TEXTAUSZUG
= = = = =

Kommentar: Wettbewerb auf schmalem Grat

Die Politiker wollten mit dem GMG neue Formen des Wettbewerbs im Gesundheitswesen anregen. Zum Wettbewerb gehört, neue Wege auszuprobieren, von denen niemand weiß, wohin sie führen werden. Einer dieser Wege ist das Shop-in-Shop-Konzept für Apotheken. Dies kann ein eigenständiger Bereich für die Kosmetik oder bestimmte Gesundheitsthemen sein - oder für die Produkte eines bestimmten Herstellers. Doch wohin wird dieser Weg führen? ę

Kurzfristig ist es sicher eine hervorragende Marketingidee, einen finanziell gut ausgestatteten Hersteller die teure Fernsehwerbung bezahlen zu lassen, sich mit der eigenen Apotheke an dieses Marketing anzuhängen und dann die Früchte des geballten Werbeeinsatzes zu ernten. Dafür lohnt sich dann auch ein beträchtliches eigenes Engagement. Doch ist der Shop-in-Shop auch eine Gratwanderung. Denn der Weg vom Shop innerhalb der Apotheke bis zum eigenständigen Shop eines Herstellers ist für den Kunden nicht weit. Die Trennung zwischen dem "normalen" Teil der Apotheke mit den teuren innovativen Originalpräparaten und dem Shop mit den preiswerten Generika soll den Kunden bewusst gemacht werden.

= = = = =

BEREITGESTELLTE ZEILEN
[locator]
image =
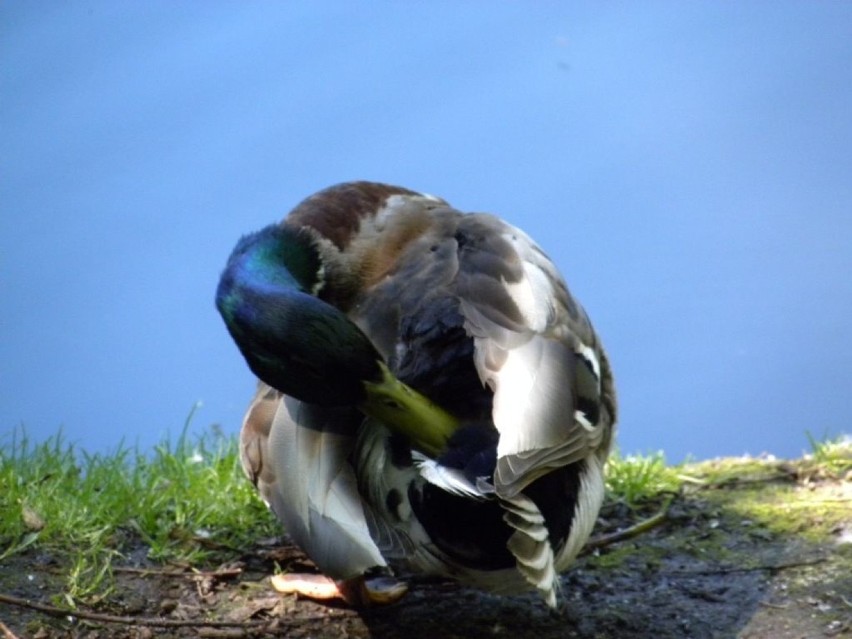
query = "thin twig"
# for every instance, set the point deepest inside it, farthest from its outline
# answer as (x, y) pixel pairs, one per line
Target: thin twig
(132, 621)
(200, 574)
(732, 569)
(7, 632)
(633, 531)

= = = = =

AUFGABEN
1. Geben Sie aus dem Kommentar zum Shop-in-Shop-Konzept den Abschnitt wortgetreu aus, der mit den Worten "Kurzfristig ist es" beginnt und mit "bewusst gemacht werden." endet.
2. Für welche Inhalte kann laut dem Kommentar zum Shop-in-Shop-Konzept ein eigenständiger Bereich in der Apotheke eingerichtet werden? Zählen Sie alle genannten Möglichkeiten auf.
3. Führen Sie den Kommentar über das Shop-in-Shop-Konzept für Apotheken im Anschluss an seinen letzten Satz weiter.

LÖSUNGEN
1.
Kurzfristig ist es sicher eine hervorragende Marketingidee, einen finanziell gut ausgestatteten Hersteller die teure Fernsehwerbung bezahlen zu lassen, sich mit der eigenen Apotheke an dieses Marketing anzuhängen und dann die Früchte des geballten Werbeeinsatzes zu ernten. Dafür lohnt sich dann auch ein beträchtliches eigenes Engagement. Doch ist der Shop-in-Shop auch eine Gratwanderung. Denn der Weg vom Shop innerhalb der Apotheke bis zum eigenständigen Shop eines Herstellers ist für den Kunden nicht weit. Die Trennung zwischen dem "normalen" Teil der Apotheke mit den teuren innovativen Originalpräparaten und dem Shop mit den preiswerten Generika soll den Kunden bewusst gemacht werden.

2.
- für die Kosmetik
- für bestimmte Gesundheitsthemen
- für die Produkte eines bestimmten Herstellers

3.
Doch gerade darin liegt die Gefahr, eine ganz neue Art von Apotheke aufzubauen, die ohne Innovationen und klassische Marken auskäme. Der Weg für die herstellerabhängige Kette wäre dann zumindest beim Kunden frei. Kein Hersteller hat bisher von sich aus ein solches Angebot gemacht, das manche als Angriff auf die Unabhängigkeit der Apotheker verstehen könnten. Vielleicht halten die Hersteller die Zeit noch nicht für gekommen oder sie fürchten die Reaktion der Apothekerschaft. Nun haben Apotheker die Idee von sich aus in den Wettbewerb geschickt. Die Frage bleibt, wie lange sich auf diesem schmalen Grat balancieren lässt, ohne die Kontrolle über das eigene Gleichgewicht zu verlieren. Der Absturz könnte sehr tief sein.